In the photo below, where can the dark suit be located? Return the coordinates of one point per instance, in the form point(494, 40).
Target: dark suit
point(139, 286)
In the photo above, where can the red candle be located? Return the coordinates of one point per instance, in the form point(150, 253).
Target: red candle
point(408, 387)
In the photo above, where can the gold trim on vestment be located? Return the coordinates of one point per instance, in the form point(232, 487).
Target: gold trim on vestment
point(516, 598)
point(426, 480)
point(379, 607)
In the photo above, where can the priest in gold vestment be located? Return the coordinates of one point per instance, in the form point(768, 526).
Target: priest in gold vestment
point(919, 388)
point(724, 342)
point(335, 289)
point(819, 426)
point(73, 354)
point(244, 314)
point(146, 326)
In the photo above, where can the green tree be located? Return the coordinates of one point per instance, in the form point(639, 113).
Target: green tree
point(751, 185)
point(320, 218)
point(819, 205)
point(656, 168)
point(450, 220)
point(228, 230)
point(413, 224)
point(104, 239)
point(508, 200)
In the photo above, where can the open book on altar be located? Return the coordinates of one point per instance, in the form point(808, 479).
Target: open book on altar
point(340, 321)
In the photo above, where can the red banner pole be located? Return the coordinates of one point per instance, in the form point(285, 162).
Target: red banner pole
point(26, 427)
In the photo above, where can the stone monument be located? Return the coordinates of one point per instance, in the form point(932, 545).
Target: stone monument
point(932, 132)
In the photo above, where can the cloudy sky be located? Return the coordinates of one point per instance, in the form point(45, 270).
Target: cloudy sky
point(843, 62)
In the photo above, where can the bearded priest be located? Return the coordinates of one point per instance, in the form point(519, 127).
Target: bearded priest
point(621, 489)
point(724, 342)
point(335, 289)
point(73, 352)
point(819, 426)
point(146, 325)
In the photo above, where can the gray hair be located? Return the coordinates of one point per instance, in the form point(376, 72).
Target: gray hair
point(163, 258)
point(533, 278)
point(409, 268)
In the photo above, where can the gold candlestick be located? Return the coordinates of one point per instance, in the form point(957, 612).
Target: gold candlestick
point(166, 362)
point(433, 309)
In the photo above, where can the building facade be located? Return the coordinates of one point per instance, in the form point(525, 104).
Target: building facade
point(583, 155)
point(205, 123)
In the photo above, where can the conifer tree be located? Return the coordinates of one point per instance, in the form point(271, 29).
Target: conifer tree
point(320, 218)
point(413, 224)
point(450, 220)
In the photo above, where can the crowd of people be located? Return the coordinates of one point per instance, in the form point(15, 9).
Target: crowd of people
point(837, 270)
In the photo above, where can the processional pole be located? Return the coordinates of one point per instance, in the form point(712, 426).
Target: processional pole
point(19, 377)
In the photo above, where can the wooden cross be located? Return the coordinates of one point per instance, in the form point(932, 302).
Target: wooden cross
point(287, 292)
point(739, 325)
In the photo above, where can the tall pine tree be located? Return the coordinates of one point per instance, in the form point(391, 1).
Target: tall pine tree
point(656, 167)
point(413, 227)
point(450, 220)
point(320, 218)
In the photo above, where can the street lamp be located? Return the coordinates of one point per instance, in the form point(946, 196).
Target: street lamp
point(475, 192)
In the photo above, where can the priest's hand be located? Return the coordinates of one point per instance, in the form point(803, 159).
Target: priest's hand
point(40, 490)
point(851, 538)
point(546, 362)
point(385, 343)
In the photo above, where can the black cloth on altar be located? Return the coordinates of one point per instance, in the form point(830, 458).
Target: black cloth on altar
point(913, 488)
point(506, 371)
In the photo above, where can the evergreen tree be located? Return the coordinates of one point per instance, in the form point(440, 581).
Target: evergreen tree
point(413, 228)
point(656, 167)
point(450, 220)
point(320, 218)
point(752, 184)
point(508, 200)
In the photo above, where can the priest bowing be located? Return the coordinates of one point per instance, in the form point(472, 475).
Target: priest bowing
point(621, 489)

YOUR TASK >> Retype all of the lines shown above, keeping each one exact.

WRITTEN REPLY >>
In the photo below, where can the dark suit be located? Return the coordinates of one point per instance, in the form point(494, 40).
Target: dark suit
point(139, 286)
In the photo above, where can the red candle be located? Return the coordinates of one point per instance, in the form point(150, 253).
Target: red candle
point(408, 387)
In the photo above, where can the gold trim on vestment be located? Return the coordinates of one point per instance, in the form point(232, 487).
Target: gold trim on vestment
point(516, 598)
point(426, 480)
point(379, 607)
In the photo above, where can the priest in gold vestment be located? Return the coordinates of one point per instance, in the form point(768, 526).
Target: priest in gold vestment
point(919, 388)
point(724, 342)
point(335, 289)
point(819, 426)
point(73, 354)
point(244, 314)
point(146, 326)
In the photo above, where can the green tree be located? Return the coordinates of one point per instance, in the form point(639, 113).
Target: green tree
point(751, 185)
point(320, 218)
point(819, 205)
point(656, 168)
point(450, 220)
point(228, 230)
point(413, 224)
point(104, 239)
point(508, 200)
In the photo above, where can the open book on altar be located? Return the coordinates of one point per instance, in the form point(808, 479).
Target: open book on altar
point(340, 321)
In the photo above, where can the red banner pole be located? Return the coordinates of one point per instance, in the form point(285, 162).
Target: red banner pole
point(26, 427)
In the photo above, where can the stone monument be located? Return the coordinates of one point per instance, in the form point(932, 545).
Target: stone monument
point(932, 132)
In the photo above, where can the cloudy sky be located? Return the coordinates of one point per instance, in the form point(45, 270).
Target: cloudy sky
point(843, 62)
In the photo above, where can the bearded priest be located? Return the coordinates of one point per instance, in the form point(519, 127).
Target: bearded priest
point(621, 489)
point(724, 342)
point(335, 289)
point(73, 352)
point(819, 426)
point(146, 325)
In the photo above, where can the gray hair be located? Return the coordinates of one point per instance, in the form point(376, 72).
Target: gray hair
point(163, 258)
point(533, 278)
point(409, 268)
In the photo above, where can the gold candlestick be located? Return the coordinates of one point per instance, in the form point(957, 612).
Target: gold candlestick
point(166, 362)
point(433, 309)
In the photo above, where can the building facade be located? Return the coordinates of one point per instance, in the form point(525, 104).
Target: building facade
point(583, 155)
point(205, 123)
In the photo above, where can the conifer tree be located? Return the coordinates of one point per instance, in the form point(271, 29).
Target: conifer tree
point(320, 218)
point(413, 224)
point(450, 220)
In the photo above, where can the crowd of people be located? Return the coordinates of one point per instance, in the form point(15, 9).
Target: crowd of people
point(837, 270)
In the photo above, where can the processional pole be located? Return the coordinates of one point per instance, in the form point(712, 426).
Target: processional pole
point(19, 377)
In the photo above, where can the wooden cross be located? Return the coordinates of one point per instance, in the form point(932, 302).
Target: wooden cross
point(287, 292)
point(739, 325)
In the photo above, where can the tall pine tree be located? Return the coordinates of one point per instance, in the form point(391, 1).
Target: tall pine tree
point(656, 167)
point(413, 227)
point(450, 220)
point(320, 218)
In the photo above, where can the street lamp be located? Return the coordinates of one point per instance, in the form point(946, 196).
Target: street lamp
point(475, 192)
In the photo above, where can the priest's hand be located? Return the coordinates of one point per instance, in the form point(803, 159).
Target: priest's hand
point(40, 490)
point(851, 538)
point(546, 362)
point(385, 343)
In the photo above, where can the black cloth on altar be located? Return the coordinates of one point per instance, in the form point(830, 458).
Target: black cloth on altar
point(913, 488)
point(506, 371)
In the photo above, where can the evergreen tree be located? Return the coordinates of one point per instance, in the form point(440, 581).
Target: evergreen tree
point(413, 228)
point(656, 167)
point(450, 220)
point(320, 218)
point(752, 184)
point(508, 200)
In the photo above, where can the priest bowing be located? Return the coordinates of one point per instance, in the form point(472, 475).
Target: priest bowing
point(621, 489)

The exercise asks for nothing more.